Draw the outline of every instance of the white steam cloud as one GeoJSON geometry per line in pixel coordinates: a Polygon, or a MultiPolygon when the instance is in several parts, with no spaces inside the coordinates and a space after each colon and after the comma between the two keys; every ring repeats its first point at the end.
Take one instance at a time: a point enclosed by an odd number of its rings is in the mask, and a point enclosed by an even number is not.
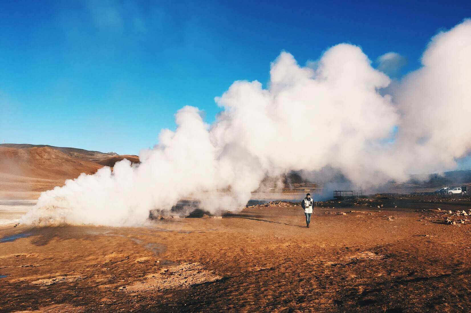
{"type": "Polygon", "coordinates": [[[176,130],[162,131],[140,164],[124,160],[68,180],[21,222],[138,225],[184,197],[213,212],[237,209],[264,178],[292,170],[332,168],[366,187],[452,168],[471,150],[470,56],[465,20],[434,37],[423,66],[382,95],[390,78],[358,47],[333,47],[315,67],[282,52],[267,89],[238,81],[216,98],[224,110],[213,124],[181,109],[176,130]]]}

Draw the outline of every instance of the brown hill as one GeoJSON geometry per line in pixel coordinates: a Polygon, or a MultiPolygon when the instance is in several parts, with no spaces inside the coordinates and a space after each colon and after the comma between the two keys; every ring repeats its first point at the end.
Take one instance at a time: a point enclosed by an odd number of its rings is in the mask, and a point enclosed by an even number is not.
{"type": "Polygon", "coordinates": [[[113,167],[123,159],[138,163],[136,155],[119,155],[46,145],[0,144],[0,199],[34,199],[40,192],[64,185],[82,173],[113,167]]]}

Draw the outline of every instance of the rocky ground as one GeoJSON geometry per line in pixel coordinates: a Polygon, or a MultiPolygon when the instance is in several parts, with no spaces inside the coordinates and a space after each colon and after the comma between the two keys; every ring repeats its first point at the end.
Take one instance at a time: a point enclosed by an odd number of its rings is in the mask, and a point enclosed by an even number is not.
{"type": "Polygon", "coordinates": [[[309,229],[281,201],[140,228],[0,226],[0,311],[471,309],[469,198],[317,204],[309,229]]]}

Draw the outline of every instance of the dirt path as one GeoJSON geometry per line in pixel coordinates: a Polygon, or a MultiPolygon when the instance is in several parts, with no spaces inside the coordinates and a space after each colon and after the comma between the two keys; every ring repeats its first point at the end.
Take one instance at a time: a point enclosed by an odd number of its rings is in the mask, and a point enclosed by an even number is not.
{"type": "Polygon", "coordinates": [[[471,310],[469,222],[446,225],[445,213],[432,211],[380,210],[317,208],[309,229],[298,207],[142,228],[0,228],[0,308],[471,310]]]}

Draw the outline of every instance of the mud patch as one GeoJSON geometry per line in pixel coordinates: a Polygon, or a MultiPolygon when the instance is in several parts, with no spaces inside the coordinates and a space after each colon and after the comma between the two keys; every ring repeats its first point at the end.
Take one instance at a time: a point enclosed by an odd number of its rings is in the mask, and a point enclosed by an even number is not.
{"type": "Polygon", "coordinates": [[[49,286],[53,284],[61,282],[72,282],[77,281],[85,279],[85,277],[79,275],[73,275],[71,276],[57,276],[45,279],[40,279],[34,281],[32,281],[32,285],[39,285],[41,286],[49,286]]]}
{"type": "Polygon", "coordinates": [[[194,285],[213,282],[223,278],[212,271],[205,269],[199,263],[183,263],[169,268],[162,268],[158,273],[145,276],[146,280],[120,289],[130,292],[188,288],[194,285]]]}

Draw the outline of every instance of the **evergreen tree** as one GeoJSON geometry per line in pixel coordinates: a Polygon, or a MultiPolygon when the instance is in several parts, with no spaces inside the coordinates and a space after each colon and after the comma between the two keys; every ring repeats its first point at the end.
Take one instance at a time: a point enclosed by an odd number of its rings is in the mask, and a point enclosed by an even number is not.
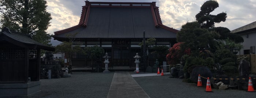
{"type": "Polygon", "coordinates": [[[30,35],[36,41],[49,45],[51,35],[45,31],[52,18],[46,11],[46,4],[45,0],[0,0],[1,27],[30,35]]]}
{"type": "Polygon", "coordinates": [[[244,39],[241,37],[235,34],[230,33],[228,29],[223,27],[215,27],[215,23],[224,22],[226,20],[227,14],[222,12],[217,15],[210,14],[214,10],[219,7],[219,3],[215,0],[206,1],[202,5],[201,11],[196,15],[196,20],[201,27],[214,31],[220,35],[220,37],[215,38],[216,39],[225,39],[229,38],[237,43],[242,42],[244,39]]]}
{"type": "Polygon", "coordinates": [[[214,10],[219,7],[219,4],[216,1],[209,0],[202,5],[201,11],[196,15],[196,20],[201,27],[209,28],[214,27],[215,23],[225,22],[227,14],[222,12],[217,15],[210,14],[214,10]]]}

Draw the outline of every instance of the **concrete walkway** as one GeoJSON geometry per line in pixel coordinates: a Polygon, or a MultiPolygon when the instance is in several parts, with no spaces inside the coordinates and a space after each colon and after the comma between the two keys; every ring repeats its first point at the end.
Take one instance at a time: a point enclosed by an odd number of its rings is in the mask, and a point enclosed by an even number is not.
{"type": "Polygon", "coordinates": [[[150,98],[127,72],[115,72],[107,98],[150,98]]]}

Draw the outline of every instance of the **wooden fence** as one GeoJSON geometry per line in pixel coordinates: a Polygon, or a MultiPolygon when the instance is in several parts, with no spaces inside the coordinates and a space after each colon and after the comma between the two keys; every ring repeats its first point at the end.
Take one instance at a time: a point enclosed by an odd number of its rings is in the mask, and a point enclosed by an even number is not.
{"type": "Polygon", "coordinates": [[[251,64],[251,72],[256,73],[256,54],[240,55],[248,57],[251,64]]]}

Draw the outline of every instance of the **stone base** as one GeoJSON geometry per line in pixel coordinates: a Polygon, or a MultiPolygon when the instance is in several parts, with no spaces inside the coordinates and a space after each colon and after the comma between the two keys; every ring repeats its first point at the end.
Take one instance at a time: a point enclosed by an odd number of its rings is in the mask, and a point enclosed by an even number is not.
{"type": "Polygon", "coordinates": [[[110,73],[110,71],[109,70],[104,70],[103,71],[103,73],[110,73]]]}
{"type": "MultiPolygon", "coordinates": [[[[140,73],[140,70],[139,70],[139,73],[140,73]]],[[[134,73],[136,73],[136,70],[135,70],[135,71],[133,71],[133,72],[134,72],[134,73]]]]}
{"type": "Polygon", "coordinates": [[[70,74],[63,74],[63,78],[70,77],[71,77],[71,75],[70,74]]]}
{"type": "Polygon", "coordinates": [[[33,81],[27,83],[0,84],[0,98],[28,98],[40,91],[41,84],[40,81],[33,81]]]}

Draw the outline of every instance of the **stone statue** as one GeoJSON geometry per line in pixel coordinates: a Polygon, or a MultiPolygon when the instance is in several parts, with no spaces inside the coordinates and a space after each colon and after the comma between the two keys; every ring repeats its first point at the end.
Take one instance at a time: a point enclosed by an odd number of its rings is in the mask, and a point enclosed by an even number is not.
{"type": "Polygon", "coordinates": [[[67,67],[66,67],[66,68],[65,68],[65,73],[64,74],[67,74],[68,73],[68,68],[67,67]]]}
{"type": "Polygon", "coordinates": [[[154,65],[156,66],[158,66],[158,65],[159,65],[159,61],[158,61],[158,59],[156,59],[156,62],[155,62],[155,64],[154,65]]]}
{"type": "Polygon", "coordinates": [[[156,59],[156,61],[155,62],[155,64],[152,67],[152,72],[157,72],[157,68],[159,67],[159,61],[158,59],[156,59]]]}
------------------------
Rewrite all of the material above, replacing "pixel coordinates" with "image coordinates" wherever it appears and leaving everything else unchanged. Omit the pictures.

_Task response_.
Draw the outline of every instance of the white steam cloud as one GeoJSON geometry per line in image coordinates: a Polygon, or a MultiPolygon when the instance is in several parts, with no spaces inside the coordinates and a space after each colon and after the comma between the two keys; every ring repeats its first point at the end.
Take one instance at a time: a point enclosed by an odd number of its rings is in the mask, and a point enclosed by an even number is not.
{"type": "Polygon", "coordinates": [[[176,130],[162,131],[140,164],[124,160],[68,180],[21,222],[138,225],[184,197],[213,212],[237,209],[264,178],[292,170],[332,168],[366,187],[452,168],[471,150],[470,56],[465,20],[434,37],[423,66],[382,95],[390,78],[358,47],[333,47],[315,67],[282,52],[267,89],[238,81],[216,98],[224,110],[213,124],[181,109],[176,130]]]}

Draw the outline of every instance of the brown hill as one GeoJSON geometry per line in image coordinates: a Polygon, or a MultiPolygon when the instance is in several parts, with no spaces inside the coordinates and a space after each colon and after the comma between the two keys; every ring repeats its first point at the end.
Take one instance at a time: a point enclosed by an odd number of its rings is in the mask, and a point enclosed by an even number is not.
{"type": "Polygon", "coordinates": [[[113,167],[123,159],[138,163],[136,155],[119,155],[46,145],[0,144],[0,199],[34,199],[40,192],[64,185],[82,173],[113,167]]]}

Draw the outline of every instance of the rocky ground as one GeoJSON geometry per line in image coordinates: a Polygon, or a MultiPolygon when the instance is in several parts, with no spaces inside the coordinates and a space after each colon and after the comma between the two keys; every ring repeats its first point at the end.
Take one instance at a time: a point enclosed by an odd number of its rings is in the mask, and a point enclosed by an even number is not.
{"type": "Polygon", "coordinates": [[[309,229],[281,201],[140,228],[0,226],[0,311],[471,309],[469,198],[317,204],[309,229]]]}

Draw the outline of every instance of the dirt path as one GeoJSON geometry per line in image coordinates: a Polygon, or a MultiPolygon when the instance is in several parts, with no spaces inside the coordinates and a space after each colon and after the comma between the two keys; every ring repeats its first point at the end.
Take one instance at a time: a point enclosed by an odd number of its rings is in the mask, and a point enclosed by an even number is not.
{"type": "Polygon", "coordinates": [[[471,310],[469,222],[446,225],[445,213],[432,211],[380,210],[317,208],[309,229],[298,207],[142,228],[0,228],[0,308],[471,310]]]}

Draw the outline of every instance of the mud patch as one GeoJSON geometry per line in image coordinates: a Polygon, or a MultiPolygon when the instance is in several parts, with no spaces inside the coordinates and a space after each colon and after the comma between the two keys; every ring repeats its first point at the end.
Take one instance at a time: a point enclosed by an odd number of its rings is in the mask, and a point enclosed by an even number is not.
{"type": "Polygon", "coordinates": [[[49,286],[53,284],[61,282],[72,282],[77,281],[85,279],[85,277],[79,275],[73,275],[71,276],[57,276],[45,279],[40,279],[34,281],[32,281],[32,285],[39,285],[41,286],[49,286]]]}
{"type": "Polygon", "coordinates": [[[194,285],[213,282],[223,278],[212,271],[205,269],[199,263],[183,263],[169,268],[162,268],[158,273],[145,276],[146,280],[120,289],[130,292],[188,288],[194,285]]]}

Draw the outline of every instance of the **evergreen tree** as one GeoJSON geometry per line in image coordinates: a Polygon, or a MultiPolygon when the instance is in several parts, with no spaces inside the coordinates and a space after each colon and after the comma between the two keys; every ring repeats its first point at the end.
Take one instance at a time: a point enclosed by an odd number of its rings is in the mask, and a point enclosed by an even number is not.
{"type": "Polygon", "coordinates": [[[30,35],[36,41],[49,45],[51,35],[45,31],[52,18],[46,11],[46,4],[45,0],[0,0],[1,27],[30,35]]]}
{"type": "Polygon", "coordinates": [[[244,39],[241,37],[235,34],[230,33],[228,29],[223,27],[215,27],[215,23],[224,22],[226,20],[227,14],[222,12],[217,15],[210,14],[214,10],[219,7],[219,3],[215,0],[206,1],[202,5],[201,11],[196,15],[196,20],[201,27],[214,31],[220,35],[220,37],[215,38],[216,39],[225,39],[229,38],[237,43],[242,42],[244,39]]]}
{"type": "Polygon", "coordinates": [[[214,10],[219,7],[219,4],[216,1],[209,0],[202,5],[201,11],[196,15],[196,20],[201,27],[209,28],[214,27],[215,23],[225,22],[227,14],[222,12],[217,15],[210,14],[214,10]]]}

Draw the outline of every instance of the **concrete walkway** as one GeoJSON geometry per line in image coordinates: a Polygon, or a MultiPolygon when the instance is in several parts, with no spaces inside the coordinates and a space after each colon and after the comma between the two keys; every ring repeats its first point at the end.
Take one instance at a time: a point enclosed by an odd number of its rings is in the mask, and a point enclosed by an even number is not.
{"type": "Polygon", "coordinates": [[[150,98],[127,72],[115,72],[107,98],[150,98]]]}

Draw the outline of every instance of the **wooden fence** as one GeoJSON geometry per line in image coordinates: a Polygon, or a MultiPolygon when the instance is in several parts, with no spaces inside the coordinates and a space after each colon and after the comma between the two keys; every ring repeats its first point at the end.
Take one instance at a time: a point enclosed by an odd number of its rings is in the mask, and a point enclosed by an even number is not.
{"type": "Polygon", "coordinates": [[[251,64],[251,72],[256,73],[256,54],[240,55],[248,57],[251,64]]]}

Draw the outline of every instance of the **stone base** as one GeoJSON geometry per line in image coordinates: a Polygon, or a MultiPolygon when the instance is in several parts, with no spaces inside the coordinates and a space after each colon and after the comma between the two keys; every ring repeats its first point at the end.
Take one instance at a time: a point enclosed by an odd number of its rings is in the mask, and a point enclosed by an even number is not.
{"type": "Polygon", "coordinates": [[[110,73],[110,71],[109,70],[104,70],[103,71],[103,73],[110,73]]]}
{"type": "MultiPolygon", "coordinates": [[[[140,73],[140,70],[139,70],[139,73],[140,73]]],[[[134,73],[136,73],[136,70],[135,70],[135,71],[133,71],[133,72],[134,72],[134,73]]]]}
{"type": "Polygon", "coordinates": [[[70,74],[63,74],[63,78],[70,77],[71,77],[71,75],[70,74]]]}
{"type": "Polygon", "coordinates": [[[33,81],[27,83],[0,84],[0,98],[28,98],[40,91],[41,84],[40,81],[33,81]]]}

Draw the outline of every instance of the **stone statue** as one GeoJSON geometry per line in image coordinates: a Polygon, or a MultiPolygon when the instance is in several parts, with no spaces inside the coordinates and a space after each colon and after the comma between the two keys; every ring repeats its first point at the end.
Take one instance at a time: a point enclosed by an odd number of its rings is in the mask, and a point enclosed by an even number is not.
{"type": "Polygon", "coordinates": [[[67,67],[66,67],[66,68],[65,68],[65,73],[64,74],[67,74],[68,73],[68,68],[67,67]]]}
{"type": "Polygon", "coordinates": [[[154,65],[156,66],[158,66],[158,65],[159,65],[159,61],[158,61],[158,59],[156,59],[156,62],[155,62],[155,64],[154,65]]]}
{"type": "Polygon", "coordinates": [[[156,59],[156,61],[155,62],[155,64],[152,67],[152,72],[157,72],[157,68],[159,67],[159,61],[158,59],[156,59]]]}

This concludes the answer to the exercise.